Collected data:
*****
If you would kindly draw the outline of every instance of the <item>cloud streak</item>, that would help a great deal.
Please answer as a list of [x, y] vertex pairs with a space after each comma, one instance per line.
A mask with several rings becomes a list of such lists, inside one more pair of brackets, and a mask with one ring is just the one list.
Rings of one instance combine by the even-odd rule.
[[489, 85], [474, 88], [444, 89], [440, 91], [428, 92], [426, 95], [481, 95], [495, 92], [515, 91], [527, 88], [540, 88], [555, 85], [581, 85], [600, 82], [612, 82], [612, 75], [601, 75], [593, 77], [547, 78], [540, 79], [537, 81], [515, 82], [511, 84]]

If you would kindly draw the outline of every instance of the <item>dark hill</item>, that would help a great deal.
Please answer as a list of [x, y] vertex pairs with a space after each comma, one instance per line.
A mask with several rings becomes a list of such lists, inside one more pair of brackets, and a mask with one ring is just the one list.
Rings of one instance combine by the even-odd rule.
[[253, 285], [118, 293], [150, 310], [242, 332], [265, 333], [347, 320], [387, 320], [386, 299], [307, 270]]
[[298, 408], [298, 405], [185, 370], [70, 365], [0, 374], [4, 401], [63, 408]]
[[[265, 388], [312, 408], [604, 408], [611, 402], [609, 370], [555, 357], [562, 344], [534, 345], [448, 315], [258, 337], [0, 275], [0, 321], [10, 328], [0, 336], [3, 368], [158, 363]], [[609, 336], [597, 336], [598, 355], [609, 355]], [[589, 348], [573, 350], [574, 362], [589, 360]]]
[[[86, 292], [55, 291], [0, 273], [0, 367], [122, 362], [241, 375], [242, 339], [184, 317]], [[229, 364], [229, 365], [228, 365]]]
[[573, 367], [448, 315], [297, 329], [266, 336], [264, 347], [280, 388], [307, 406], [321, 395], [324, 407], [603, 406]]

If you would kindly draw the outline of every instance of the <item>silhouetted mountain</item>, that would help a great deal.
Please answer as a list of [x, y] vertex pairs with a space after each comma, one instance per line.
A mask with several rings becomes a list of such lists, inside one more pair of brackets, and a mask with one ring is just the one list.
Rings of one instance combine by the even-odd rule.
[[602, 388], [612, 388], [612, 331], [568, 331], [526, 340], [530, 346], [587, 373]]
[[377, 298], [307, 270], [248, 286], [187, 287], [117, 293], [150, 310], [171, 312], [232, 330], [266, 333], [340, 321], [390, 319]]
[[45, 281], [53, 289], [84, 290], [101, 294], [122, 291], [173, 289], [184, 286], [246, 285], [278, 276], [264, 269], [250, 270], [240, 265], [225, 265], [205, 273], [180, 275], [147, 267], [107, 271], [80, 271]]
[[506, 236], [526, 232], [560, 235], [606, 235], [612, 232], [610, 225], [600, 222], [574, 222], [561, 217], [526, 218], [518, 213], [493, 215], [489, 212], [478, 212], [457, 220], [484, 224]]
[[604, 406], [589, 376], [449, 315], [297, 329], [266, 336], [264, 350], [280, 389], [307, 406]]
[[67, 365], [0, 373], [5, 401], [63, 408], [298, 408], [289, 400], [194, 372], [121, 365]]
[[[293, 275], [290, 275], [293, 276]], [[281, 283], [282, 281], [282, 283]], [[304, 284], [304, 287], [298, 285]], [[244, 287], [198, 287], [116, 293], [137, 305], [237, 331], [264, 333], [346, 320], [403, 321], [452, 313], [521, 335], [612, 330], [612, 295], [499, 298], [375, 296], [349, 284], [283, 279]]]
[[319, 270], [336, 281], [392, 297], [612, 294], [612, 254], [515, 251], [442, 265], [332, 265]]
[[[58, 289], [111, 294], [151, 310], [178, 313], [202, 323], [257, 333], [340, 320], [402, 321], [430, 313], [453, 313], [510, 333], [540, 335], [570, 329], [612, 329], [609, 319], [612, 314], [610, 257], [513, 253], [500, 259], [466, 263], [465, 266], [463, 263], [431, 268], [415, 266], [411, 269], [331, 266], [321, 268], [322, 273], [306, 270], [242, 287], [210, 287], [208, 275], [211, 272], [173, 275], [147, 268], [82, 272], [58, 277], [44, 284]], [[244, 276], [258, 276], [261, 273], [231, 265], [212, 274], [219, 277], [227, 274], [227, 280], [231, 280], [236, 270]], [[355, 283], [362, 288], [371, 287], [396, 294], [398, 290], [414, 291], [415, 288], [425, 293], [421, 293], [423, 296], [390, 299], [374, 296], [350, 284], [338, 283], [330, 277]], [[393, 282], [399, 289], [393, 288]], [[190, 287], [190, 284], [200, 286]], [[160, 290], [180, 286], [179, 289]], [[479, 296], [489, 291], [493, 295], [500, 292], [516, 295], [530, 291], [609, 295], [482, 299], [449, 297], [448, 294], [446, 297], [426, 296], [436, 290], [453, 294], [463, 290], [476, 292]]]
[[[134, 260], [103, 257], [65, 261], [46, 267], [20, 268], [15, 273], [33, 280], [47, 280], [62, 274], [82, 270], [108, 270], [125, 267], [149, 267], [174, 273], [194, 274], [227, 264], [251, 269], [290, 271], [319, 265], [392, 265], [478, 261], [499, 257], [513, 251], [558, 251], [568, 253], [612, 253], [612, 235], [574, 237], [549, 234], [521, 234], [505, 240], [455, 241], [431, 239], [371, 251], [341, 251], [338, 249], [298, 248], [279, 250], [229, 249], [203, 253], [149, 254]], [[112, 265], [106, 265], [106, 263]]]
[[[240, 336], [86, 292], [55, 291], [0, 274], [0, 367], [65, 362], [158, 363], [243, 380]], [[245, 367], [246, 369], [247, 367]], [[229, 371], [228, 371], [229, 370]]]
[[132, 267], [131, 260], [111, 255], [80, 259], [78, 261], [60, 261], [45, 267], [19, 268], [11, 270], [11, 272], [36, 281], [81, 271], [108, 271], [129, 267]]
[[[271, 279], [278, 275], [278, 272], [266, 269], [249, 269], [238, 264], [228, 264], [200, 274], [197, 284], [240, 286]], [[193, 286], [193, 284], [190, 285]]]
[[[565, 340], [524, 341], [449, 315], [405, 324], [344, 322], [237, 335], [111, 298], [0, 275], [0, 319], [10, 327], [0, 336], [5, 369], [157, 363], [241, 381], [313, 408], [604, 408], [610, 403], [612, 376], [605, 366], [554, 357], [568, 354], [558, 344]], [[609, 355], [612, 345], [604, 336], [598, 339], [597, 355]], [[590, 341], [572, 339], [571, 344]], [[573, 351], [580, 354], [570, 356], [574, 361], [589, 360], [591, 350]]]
*****
▶ **Brief**
What lines above mention "deal"? Copy each one.

▶ **Answer for the task**
If you would kindly draw the outline of every instance of the <item>cloud streak</item>, that would help a great deal.
If you would kindly draw the outline of every instance of the <item>dark hill</item>, that would help a great deal.
If you would kindly draw the outline of every instance of the <item>silhouetted mountain</item>, that would help a great deal.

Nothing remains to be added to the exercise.